• TASK TO CARRY OUT: Pictures don't belong in the copy. Set down the lines from the one containing "In the photo below, where can the woman's" through the last line, exactly as they are.

• RECORDS PROVIDED:
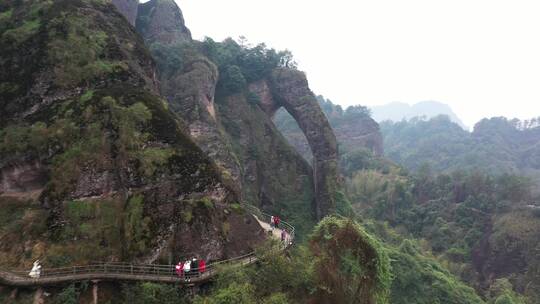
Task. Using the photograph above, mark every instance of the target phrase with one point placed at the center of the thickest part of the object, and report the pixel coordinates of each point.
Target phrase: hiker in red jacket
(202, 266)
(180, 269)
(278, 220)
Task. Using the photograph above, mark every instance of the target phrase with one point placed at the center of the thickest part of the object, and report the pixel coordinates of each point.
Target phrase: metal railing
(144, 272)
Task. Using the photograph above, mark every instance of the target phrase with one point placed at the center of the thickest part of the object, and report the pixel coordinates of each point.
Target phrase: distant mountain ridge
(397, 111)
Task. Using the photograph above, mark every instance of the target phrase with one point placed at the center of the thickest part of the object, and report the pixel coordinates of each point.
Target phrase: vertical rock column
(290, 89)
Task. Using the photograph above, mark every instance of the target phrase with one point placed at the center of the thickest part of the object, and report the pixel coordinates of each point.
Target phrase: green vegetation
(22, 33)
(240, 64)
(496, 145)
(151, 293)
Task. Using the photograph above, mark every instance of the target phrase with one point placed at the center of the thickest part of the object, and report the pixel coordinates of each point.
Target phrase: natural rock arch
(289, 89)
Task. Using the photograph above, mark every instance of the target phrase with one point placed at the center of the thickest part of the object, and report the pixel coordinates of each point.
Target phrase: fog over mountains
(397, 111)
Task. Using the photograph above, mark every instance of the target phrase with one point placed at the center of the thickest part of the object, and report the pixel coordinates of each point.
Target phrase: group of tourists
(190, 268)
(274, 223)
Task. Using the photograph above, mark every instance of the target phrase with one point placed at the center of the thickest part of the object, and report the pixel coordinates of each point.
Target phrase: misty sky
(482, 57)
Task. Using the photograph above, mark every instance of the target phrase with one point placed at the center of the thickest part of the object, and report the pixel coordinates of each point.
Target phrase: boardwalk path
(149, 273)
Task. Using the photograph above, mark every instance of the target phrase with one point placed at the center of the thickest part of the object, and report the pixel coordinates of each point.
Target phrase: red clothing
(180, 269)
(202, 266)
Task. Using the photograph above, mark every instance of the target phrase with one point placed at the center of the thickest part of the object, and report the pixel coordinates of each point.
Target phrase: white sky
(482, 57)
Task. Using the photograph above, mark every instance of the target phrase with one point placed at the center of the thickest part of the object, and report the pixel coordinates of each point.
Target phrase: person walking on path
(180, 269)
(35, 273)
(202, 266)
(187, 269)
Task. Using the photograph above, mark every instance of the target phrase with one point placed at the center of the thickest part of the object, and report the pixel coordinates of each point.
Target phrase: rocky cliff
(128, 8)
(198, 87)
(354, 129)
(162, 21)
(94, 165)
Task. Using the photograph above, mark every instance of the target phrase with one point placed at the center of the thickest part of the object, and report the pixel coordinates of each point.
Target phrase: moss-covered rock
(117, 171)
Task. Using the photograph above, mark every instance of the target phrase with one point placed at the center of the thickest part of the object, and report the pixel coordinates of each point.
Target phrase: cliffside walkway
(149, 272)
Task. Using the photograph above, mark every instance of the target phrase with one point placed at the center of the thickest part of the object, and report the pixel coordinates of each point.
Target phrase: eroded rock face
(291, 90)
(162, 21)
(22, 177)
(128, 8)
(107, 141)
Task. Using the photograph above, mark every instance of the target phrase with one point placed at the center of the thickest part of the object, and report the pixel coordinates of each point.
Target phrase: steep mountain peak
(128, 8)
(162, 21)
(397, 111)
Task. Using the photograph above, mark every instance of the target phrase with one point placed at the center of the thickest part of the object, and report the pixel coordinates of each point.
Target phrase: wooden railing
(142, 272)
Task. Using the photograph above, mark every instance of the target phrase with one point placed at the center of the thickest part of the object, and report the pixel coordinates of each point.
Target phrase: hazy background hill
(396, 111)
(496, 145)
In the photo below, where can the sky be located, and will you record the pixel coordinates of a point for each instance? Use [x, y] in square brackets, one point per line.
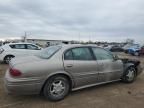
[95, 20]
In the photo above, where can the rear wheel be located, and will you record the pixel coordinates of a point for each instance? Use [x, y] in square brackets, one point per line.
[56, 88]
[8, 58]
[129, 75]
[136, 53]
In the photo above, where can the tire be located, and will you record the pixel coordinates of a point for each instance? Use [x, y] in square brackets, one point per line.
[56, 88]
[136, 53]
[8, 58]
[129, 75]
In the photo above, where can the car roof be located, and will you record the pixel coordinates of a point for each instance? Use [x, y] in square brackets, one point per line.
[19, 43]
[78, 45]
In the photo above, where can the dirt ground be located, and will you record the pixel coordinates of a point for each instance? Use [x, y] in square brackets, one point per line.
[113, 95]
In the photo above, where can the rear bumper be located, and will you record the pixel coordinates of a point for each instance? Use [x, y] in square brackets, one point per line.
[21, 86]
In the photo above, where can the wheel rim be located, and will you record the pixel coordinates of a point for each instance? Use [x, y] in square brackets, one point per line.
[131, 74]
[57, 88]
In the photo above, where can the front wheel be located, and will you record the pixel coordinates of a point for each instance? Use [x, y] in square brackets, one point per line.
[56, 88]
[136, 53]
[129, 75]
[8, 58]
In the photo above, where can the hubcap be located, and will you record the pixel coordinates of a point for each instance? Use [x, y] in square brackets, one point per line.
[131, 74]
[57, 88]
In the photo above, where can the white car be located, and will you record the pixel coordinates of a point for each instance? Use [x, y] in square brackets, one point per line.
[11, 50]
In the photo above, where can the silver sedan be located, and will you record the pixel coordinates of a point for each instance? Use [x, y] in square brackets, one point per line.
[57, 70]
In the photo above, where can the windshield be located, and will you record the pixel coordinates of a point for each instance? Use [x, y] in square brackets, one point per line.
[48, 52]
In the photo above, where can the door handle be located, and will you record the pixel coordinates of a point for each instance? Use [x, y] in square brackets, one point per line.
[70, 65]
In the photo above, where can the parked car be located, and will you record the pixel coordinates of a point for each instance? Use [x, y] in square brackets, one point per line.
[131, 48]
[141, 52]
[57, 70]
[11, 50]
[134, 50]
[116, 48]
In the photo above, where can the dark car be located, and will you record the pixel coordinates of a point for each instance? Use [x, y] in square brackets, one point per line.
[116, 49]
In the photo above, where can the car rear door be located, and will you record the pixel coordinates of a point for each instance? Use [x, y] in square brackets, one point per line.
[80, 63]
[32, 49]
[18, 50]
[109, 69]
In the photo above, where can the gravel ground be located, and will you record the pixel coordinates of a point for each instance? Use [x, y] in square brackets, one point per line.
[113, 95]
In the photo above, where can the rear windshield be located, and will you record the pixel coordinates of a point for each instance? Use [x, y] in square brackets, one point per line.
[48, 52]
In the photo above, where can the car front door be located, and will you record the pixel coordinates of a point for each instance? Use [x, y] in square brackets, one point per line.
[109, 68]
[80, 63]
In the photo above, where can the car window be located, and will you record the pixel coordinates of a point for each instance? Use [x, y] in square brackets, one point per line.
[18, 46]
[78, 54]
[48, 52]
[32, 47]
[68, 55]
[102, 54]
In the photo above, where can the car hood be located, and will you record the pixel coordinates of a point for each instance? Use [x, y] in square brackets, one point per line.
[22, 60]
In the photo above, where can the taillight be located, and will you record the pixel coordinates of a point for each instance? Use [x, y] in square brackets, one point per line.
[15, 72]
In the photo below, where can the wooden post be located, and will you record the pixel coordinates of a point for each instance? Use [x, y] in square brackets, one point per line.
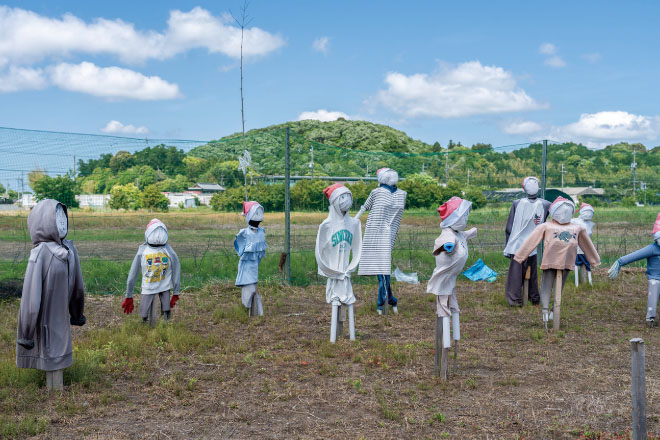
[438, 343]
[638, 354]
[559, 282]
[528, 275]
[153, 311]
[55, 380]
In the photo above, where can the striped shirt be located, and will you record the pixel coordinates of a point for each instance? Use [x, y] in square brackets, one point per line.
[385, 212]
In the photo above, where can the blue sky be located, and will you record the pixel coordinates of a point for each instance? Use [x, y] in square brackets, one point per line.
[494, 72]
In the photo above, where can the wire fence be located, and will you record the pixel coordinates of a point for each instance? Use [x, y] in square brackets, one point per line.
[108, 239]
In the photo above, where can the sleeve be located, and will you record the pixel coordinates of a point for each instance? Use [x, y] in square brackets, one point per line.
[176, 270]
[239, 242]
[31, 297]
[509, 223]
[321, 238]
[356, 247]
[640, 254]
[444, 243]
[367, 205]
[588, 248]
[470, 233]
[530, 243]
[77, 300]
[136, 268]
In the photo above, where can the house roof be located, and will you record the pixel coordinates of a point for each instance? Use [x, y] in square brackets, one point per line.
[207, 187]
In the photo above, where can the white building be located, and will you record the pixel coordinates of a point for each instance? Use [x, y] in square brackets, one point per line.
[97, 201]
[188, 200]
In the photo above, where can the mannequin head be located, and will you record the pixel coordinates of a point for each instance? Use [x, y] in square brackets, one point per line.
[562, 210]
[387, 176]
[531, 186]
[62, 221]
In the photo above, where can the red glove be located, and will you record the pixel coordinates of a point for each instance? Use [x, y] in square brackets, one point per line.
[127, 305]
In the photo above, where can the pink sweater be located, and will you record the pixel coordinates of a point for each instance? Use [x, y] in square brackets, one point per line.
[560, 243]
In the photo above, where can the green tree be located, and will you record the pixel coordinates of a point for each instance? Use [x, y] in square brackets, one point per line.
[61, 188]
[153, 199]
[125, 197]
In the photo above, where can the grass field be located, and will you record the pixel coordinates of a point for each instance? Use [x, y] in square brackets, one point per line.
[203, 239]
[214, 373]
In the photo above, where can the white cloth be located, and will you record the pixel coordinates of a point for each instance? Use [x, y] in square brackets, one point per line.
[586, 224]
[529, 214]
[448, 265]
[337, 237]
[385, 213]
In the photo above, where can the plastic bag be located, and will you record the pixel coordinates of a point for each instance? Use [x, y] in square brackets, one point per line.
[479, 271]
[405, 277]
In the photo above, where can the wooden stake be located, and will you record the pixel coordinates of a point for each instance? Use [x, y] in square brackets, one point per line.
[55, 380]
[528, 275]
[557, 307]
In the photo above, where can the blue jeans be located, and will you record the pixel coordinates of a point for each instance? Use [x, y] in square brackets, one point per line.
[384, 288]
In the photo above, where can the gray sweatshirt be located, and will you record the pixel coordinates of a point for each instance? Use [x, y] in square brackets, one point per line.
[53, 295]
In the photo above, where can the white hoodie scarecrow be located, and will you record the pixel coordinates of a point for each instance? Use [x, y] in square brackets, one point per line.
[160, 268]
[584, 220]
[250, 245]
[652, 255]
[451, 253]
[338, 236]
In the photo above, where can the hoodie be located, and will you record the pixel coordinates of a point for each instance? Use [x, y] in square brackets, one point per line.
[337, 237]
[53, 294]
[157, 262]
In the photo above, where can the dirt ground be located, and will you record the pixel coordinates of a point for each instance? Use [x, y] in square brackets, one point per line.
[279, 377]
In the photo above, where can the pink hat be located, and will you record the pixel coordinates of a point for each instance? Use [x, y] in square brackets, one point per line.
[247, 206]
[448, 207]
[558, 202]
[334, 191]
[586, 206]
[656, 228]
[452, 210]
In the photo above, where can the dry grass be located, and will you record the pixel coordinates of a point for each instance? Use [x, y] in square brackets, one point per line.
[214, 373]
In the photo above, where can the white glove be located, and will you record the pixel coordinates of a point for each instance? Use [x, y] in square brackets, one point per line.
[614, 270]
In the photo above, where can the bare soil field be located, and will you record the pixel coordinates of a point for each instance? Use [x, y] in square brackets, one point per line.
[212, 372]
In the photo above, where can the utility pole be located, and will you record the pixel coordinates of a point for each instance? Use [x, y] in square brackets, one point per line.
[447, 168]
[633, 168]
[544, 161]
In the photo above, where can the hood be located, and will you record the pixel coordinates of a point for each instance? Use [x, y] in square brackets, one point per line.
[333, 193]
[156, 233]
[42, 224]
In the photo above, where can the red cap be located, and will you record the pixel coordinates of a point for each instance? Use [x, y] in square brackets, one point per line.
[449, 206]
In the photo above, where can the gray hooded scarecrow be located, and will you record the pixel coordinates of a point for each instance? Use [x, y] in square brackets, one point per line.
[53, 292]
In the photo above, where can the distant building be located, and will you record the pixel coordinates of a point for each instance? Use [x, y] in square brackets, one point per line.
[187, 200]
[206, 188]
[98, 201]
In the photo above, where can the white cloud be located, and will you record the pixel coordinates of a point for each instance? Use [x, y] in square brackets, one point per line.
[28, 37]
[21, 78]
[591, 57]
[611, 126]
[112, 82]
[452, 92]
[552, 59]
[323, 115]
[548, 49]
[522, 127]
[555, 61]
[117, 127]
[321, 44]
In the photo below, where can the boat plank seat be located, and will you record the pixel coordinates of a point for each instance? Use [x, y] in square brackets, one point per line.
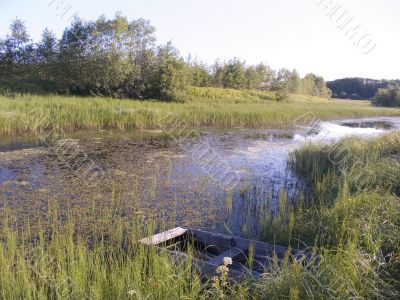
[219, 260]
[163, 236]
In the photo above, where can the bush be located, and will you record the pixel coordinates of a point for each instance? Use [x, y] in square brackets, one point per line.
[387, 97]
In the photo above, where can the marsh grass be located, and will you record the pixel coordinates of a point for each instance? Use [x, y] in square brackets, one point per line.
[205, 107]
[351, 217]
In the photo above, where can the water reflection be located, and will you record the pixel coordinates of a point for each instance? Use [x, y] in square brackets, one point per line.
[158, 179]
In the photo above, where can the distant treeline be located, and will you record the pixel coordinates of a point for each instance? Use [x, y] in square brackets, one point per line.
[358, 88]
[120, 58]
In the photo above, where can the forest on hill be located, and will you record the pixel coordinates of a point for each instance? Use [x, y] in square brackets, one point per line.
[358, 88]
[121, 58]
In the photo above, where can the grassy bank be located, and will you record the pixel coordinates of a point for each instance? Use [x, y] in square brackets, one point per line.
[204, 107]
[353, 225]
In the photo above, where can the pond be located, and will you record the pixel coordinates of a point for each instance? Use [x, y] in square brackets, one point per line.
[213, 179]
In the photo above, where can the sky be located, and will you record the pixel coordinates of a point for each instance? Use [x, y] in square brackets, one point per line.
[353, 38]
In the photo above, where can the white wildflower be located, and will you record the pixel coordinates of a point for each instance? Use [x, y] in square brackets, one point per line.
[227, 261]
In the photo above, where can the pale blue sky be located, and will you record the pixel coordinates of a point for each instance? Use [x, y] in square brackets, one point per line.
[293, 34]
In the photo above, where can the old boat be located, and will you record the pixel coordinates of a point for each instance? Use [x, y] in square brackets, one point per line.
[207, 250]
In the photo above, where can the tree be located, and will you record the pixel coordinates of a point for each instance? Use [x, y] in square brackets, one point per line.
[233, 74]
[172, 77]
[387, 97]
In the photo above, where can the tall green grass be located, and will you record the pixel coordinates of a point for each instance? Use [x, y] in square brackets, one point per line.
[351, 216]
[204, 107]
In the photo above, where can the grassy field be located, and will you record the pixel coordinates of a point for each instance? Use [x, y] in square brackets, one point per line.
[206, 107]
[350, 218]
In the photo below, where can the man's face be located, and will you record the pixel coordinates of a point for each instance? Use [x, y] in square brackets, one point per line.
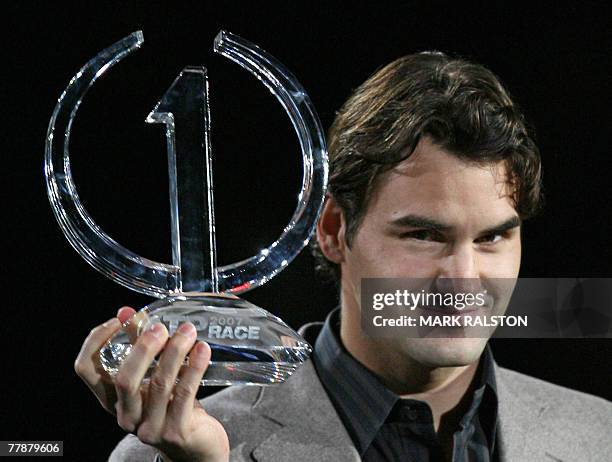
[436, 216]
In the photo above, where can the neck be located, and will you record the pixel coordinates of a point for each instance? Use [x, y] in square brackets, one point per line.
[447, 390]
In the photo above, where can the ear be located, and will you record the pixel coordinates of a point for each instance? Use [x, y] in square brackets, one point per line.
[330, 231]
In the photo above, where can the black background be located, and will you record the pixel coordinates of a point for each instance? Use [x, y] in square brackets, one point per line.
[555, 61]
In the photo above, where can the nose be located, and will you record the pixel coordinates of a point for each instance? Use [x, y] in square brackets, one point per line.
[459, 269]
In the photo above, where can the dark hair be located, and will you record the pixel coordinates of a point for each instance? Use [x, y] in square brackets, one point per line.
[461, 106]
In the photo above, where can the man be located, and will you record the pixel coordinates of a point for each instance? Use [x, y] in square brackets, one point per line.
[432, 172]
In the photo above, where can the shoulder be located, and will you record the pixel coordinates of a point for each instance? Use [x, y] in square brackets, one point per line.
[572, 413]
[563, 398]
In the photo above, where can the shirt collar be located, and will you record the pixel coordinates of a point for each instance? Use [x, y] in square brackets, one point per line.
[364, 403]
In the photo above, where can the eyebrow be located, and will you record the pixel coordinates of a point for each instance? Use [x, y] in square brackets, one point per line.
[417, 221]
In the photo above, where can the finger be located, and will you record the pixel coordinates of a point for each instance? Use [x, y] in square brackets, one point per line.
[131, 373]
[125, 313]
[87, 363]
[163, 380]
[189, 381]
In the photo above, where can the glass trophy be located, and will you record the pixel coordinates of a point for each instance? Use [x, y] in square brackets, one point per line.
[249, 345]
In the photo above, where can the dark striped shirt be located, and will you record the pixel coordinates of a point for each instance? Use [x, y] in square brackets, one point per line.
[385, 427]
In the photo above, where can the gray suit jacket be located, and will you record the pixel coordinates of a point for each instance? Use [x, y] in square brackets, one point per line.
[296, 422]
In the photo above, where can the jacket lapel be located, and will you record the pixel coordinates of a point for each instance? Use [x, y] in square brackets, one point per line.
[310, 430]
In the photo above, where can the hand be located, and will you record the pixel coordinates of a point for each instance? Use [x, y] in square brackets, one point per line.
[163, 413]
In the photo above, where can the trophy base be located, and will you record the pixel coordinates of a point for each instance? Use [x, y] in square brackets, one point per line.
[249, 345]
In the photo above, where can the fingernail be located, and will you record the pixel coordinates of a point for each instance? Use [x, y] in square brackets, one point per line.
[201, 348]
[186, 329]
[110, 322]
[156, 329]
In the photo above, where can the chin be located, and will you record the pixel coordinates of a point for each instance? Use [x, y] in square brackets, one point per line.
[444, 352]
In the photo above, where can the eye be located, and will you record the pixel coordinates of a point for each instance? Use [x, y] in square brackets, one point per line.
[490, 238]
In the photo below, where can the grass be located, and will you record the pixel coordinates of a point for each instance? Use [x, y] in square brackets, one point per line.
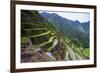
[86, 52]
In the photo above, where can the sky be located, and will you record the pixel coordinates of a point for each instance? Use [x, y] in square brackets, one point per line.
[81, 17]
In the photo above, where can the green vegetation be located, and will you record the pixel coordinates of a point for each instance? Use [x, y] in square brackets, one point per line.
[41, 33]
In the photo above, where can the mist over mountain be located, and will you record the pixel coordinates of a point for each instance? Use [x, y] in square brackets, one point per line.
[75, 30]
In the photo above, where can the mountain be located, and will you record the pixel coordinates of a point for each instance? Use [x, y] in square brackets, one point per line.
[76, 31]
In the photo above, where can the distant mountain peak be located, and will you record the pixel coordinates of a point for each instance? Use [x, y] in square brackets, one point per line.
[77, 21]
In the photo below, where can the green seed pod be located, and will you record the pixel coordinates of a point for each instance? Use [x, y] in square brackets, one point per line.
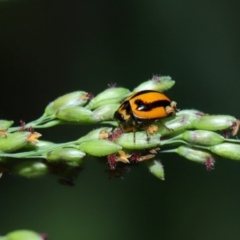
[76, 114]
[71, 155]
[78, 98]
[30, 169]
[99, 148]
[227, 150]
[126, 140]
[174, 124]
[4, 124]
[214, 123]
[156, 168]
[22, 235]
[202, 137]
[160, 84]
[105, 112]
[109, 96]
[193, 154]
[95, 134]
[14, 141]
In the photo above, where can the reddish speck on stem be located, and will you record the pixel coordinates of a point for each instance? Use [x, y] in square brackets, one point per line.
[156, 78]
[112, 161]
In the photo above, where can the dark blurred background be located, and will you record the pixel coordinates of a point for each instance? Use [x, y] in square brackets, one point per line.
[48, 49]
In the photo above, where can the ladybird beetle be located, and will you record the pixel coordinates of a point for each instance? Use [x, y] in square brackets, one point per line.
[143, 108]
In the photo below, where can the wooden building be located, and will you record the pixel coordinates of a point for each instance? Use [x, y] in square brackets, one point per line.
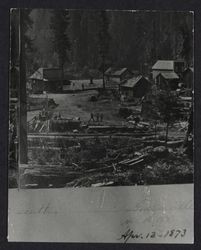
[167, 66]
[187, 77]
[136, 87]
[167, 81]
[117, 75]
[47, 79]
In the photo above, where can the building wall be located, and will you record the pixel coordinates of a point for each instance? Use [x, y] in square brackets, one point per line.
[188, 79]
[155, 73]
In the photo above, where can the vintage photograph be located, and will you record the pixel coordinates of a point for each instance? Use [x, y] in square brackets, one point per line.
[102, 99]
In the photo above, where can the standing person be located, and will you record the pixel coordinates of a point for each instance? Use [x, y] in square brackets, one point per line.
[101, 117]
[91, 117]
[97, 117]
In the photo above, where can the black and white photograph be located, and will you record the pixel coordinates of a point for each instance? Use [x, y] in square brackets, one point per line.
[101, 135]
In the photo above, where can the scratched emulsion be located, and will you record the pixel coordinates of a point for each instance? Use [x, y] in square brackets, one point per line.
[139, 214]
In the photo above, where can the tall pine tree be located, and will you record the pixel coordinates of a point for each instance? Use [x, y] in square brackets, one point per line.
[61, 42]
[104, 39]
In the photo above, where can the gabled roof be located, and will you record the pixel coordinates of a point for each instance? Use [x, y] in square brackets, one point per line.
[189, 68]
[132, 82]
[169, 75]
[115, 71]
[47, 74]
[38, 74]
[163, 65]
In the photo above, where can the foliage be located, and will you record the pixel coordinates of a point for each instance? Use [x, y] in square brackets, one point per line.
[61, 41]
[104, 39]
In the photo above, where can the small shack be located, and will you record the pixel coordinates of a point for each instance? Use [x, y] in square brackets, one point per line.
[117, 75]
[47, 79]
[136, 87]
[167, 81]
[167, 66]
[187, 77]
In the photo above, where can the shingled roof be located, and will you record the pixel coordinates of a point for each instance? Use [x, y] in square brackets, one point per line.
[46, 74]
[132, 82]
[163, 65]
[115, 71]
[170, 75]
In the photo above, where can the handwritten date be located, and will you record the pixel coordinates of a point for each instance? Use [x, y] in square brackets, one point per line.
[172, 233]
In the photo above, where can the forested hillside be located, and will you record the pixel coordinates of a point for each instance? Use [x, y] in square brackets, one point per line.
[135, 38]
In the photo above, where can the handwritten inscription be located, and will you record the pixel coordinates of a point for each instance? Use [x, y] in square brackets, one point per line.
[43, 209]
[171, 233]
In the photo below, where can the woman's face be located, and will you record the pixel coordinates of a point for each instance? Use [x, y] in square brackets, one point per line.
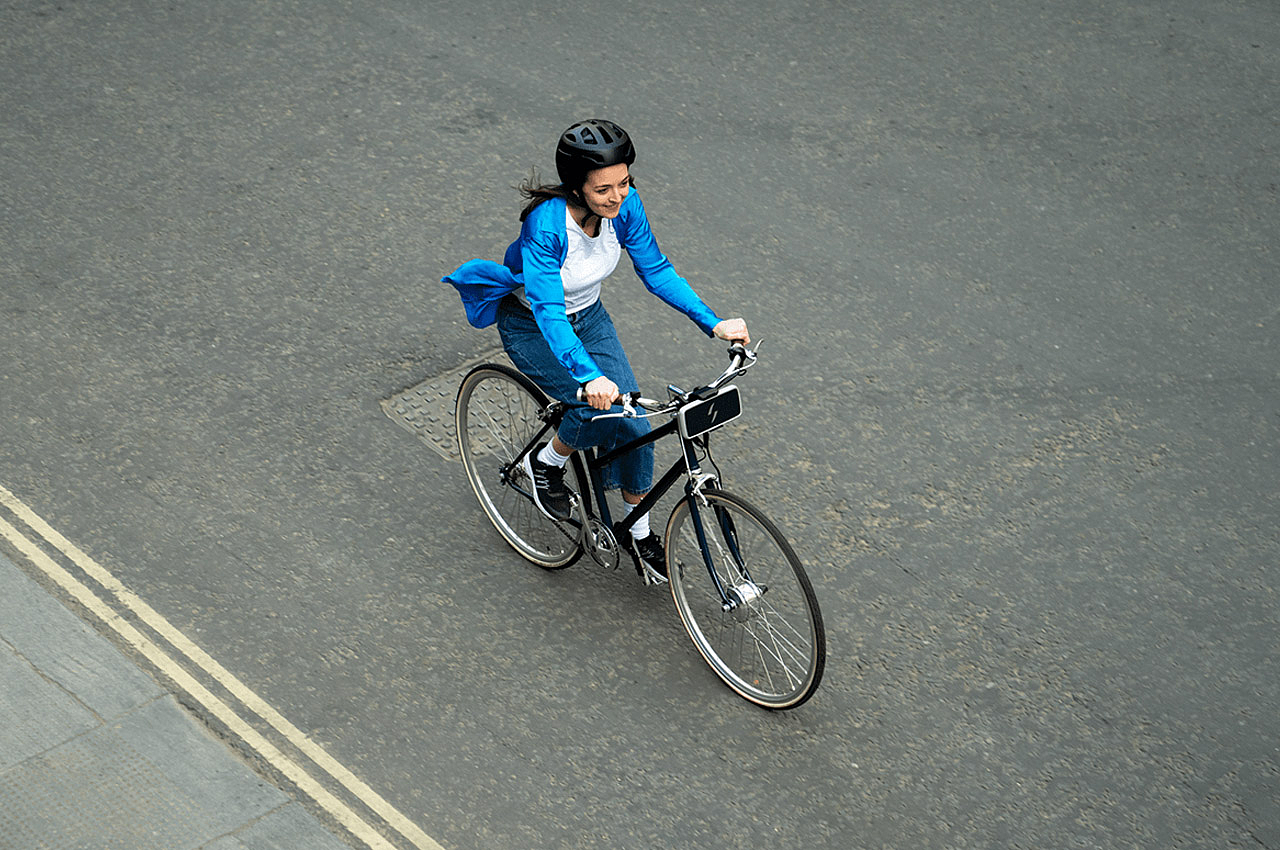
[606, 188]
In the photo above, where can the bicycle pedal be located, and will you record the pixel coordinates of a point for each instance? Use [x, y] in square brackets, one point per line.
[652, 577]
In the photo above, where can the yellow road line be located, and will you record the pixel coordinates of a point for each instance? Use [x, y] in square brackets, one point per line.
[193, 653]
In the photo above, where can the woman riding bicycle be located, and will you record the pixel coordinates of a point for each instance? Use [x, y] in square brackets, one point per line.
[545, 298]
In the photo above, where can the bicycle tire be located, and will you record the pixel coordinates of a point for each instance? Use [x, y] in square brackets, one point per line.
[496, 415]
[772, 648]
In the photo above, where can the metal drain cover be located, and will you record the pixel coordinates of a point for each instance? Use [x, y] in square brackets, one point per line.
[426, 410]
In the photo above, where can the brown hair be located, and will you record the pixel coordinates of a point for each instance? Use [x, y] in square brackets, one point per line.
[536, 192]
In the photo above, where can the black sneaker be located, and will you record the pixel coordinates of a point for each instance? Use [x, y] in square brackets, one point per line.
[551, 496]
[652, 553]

• ANSWER FOR THE TASK:
In the photo below, where can the woman's face be located, and will you record the pixel coordinates of a point for each instance? Use [x, y] in square brackets, one point per line.
[606, 188]
In the photo above, where can the bicycle pedal be located, and will you record the pixel coordinates of a point for each instance? Use [x, y] in square brackets, one point per line.
[652, 577]
In the photo above, where can the yellow road line be located, and will you record the pixel coordinates of a point for each instance? Use [x, y] in square brackets, one point per line.
[193, 653]
In the photo above, where can the woman riding bicycle be located, and will you record the pixel coordinates of a point for each instance? Use [x, y] in square brackets, one point per line.
[545, 298]
In the photo above, where can the bicycle tire be located, and will you record the pixel coordinates of a point for each instance? Use [x, y] in square brackets, one point per line.
[496, 415]
[772, 648]
In the photo above, where can the metal drain cover be located, and will you record the pixel coordinates of a point for each instance? Use [x, y] in square brackets, one point per line.
[426, 410]
In the photo above, where can the brown hair be located, and will you record the pixel coordinates of a point for each instance? Use [x, y] in square brackets, one point per line.
[536, 192]
In the photo above, where can the black sneaker be located, and will you record the pixel coordinates of a point for each instance? Use [x, y] in square brackets, one point per line.
[551, 496]
[652, 553]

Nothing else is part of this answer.